> _Written tasks_:
A – Answer these from the Vegetable Kingdom article:
(i) Who produced the EP?
(ii) Which Fluid Ounces release follows it in the chronology?
(iii) During which months was it recorded?
B – Extend the article on the Vegetable Kingdom EP past its final sentence.

> _Given passage_:
________________
EP by Fluid Ounces
- Released: December 8, 1998
- Recorded: March–April 1998
- Genre: Power pop, college rock
- Label: Spongebath Records
- Producer: Richard Dortch

Fluid Ounces chronology
| Big Notebook for Easy Piano (1997) | Vegetable Kingdom (1998) | In the New Old-Fashioned Way (1999) |

= Vegetable Kingdom (EP) =

1998 EP by the American power pop band Fluid Ounces

Vegetable Kingdom is the first and only extended play by the American power pop band Fluid Ounces, released by Spongebath Records on December 8, 1998.
________________
> _Information provided_:
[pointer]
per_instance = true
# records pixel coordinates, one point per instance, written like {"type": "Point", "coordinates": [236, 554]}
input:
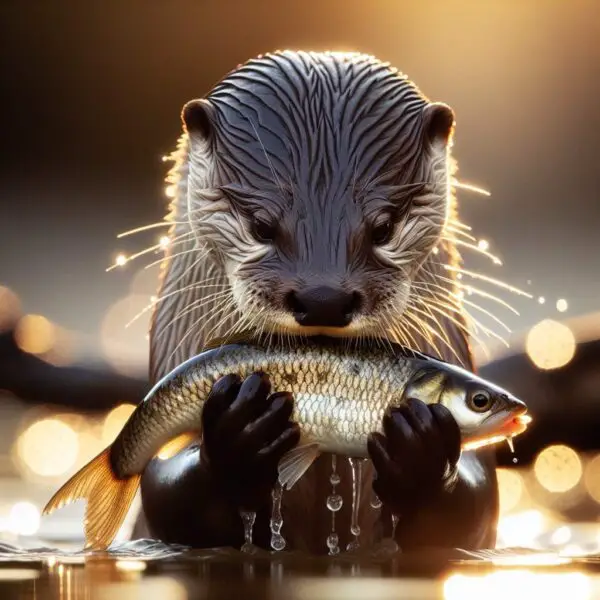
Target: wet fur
{"type": "Point", "coordinates": [320, 143]}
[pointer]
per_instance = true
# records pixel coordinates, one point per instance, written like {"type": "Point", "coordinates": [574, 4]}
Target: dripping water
{"type": "Point", "coordinates": [511, 444]}
{"type": "Point", "coordinates": [395, 519]}
{"type": "Point", "coordinates": [334, 502]}
{"type": "Point", "coordinates": [277, 540]}
{"type": "Point", "coordinates": [248, 518]}
{"type": "Point", "coordinates": [356, 467]}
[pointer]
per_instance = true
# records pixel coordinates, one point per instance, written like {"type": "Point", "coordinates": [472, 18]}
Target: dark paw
{"type": "Point", "coordinates": [246, 431]}
{"type": "Point", "coordinates": [416, 456]}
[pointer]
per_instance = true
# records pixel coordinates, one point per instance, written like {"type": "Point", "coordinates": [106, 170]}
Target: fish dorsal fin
{"type": "Point", "coordinates": [176, 445]}
{"type": "Point", "coordinates": [243, 337]}
{"type": "Point", "coordinates": [296, 462]}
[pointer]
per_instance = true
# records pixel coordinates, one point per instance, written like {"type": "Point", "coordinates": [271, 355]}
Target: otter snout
{"type": "Point", "coordinates": [323, 305]}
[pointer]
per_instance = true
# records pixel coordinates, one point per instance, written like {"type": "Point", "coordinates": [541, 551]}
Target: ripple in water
{"type": "Point", "coordinates": [143, 549]}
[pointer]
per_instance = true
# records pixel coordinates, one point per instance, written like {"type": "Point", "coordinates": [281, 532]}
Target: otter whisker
{"type": "Point", "coordinates": [196, 305]}
{"type": "Point", "coordinates": [460, 242]}
{"type": "Point", "coordinates": [172, 256]}
{"type": "Point", "coordinates": [433, 330]}
{"type": "Point", "coordinates": [470, 187]}
{"type": "Point", "coordinates": [456, 231]}
{"type": "Point", "coordinates": [156, 301]}
{"type": "Point", "coordinates": [150, 226]}
{"type": "Point", "coordinates": [469, 289]}
{"type": "Point", "coordinates": [485, 278]}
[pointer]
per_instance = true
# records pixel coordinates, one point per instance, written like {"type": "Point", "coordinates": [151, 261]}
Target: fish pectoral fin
{"type": "Point", "coordinates": [176, 445]}
{"type": "Point", "coordinates": [108, 499]}
{"type": "Point", "coordinates": [296, 462]}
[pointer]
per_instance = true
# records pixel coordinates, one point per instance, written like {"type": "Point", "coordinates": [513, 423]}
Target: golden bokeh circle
{"type": "Point", "coordinates": [550, 345]}
{"type": "Point", "coordinates": [558, 468]}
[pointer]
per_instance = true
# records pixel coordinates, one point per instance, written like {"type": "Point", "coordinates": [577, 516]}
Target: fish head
{"type": "Point", "coordinates": [484, 412]}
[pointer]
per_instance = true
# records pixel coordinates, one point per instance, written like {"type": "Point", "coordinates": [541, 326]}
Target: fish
{"type": "Point", "coordinates": [341, 393]}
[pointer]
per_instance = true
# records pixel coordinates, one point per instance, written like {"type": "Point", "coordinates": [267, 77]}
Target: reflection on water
{"type": "Point", "coordinates": [148, 570]}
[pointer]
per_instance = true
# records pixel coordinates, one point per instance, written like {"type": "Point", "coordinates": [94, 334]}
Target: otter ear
{"type": "Point", "coordinates": [197, 117]}
{"type": "Point", "coordinates": [438, 123]}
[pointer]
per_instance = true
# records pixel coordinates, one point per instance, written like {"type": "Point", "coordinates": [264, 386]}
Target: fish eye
{"type": "Point", "coordinates": [382, 232]}
{"type": "Point", "coordinates": [480, 401]}
{"type": "Point", "coordinates": [263, 231]}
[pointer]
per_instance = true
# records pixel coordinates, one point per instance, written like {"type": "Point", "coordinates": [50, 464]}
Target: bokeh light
{"type": "Point", "coordinates": [48, 448]}
{"type": "Point", "coordinates": [10, 308]}
{"type": "Point", "coordinates": [114, 422]}
{"type": "Point", "coordinates": [550, 345]}
{"type": "Point", "coordinates": [591, 478]}
{"type": "Point", "coordinates": [510, 485]}
{"type": "Point", "coordinates": [518, 584]}
{"type": "Point", "coordinates": [520, 529]}
{"type": "Point", "coordinates": [24, 519]}
{"type": "Point", "coordinates": [558, 468]}
{"type": "Point", "coordinates": [35, 334]}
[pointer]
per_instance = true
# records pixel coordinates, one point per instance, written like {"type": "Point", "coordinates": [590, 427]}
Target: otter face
{"type": "Point", "coordinates": [328, 189]}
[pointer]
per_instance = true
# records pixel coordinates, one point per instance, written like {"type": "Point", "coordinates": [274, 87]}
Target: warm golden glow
{"type": "Point", "coordinates": [558, 468]}
{"type": "Point", "coordinates": [522, 584]}
{"type": "Point", "coordinates": [550, 344]}
{"type": "Point", "coordinates": [114, 422]}
{"type": "Point", "coordinates": [48, 447]}
{"type": "Point", "coordinates": [131, 565]}
{"type": "Point", "coordinates": [35, 334]}
{"type": "Point", "coordinates": [510, 486]}
{"type": "Point", "coordinates": [520, 529]}
{"type": "Point", "coordinates": [24, 519]}
{"type": "Point", "coordinates": [10, 308]}
{"type": "Point", "coordinates": [591, 478]}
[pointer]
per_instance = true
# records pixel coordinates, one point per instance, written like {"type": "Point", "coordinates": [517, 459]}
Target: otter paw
{"type": "Point", "coordinates": [246, 431]}
{"type": "Point", "coordinates": [415, 458]}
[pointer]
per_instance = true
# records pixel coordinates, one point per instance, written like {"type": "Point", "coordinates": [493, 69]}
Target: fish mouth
{"type": "Point", "coordinates": [496, 432]}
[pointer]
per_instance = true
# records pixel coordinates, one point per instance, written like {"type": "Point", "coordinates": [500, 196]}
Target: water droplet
{"type": "Point", "coordinates": [376, 502]}
{"type": "Point", "coordinates": [248, 518]}
{"type": "Point", "coordinates": [334, 502]}
{"type": "Point", "coordinates": [395, 519]}
{"type": "Point", "coordinates": [356, 467]}
{"type": "Point", "coordinates": [333, 544]}
{"type": "Point", "coordinates": [277, 542]}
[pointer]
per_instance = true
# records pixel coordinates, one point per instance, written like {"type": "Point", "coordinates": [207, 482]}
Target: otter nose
{"type": "Point", "coordinates": [323, 305]}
________________
> _Task answers_:
A –
(i) Richard Dortch
(ii) In the New Old-Fashioned Way (1999)
(iii) March–April 1998

B –
==Reception==
Vegetable Kingdom received positive reviews from critics, with "Vegetable Kingdom" receiving moderate rotation on the radio station WRLT 100.1. Charlie Zaillian of Nashville Scene compared "Vegetable Kingdom" to the music of the Elephant 6 collective, praising it for being a less “acid-damaged take” than its counterparts. Jamie Kiffel of Lollipop Magazine commended "Stick In The Mud" for “rupturing the disc’s jubilantly jazzy theme with a flannel-rending grunge jag”, likening the song to those of the American alternative rock band Nirvana.

Bryan Tilford of INK19 praised Vegetable Kingdom for being well-crafted, highlighting "Sitting Beside Myself" for combining both jazz and pop and expressing his “salivation” for Fluid Ounces’ then upcoming album, In the New Old-Fashioned Way (1999). Andrew Maligow of Splendid pointed out lead member Seth Timbs’ free-ranged singing and ability to “give you the best song that he and the band can write”, similarly telling readers to listen to Fluid Ounces’ other studio albums.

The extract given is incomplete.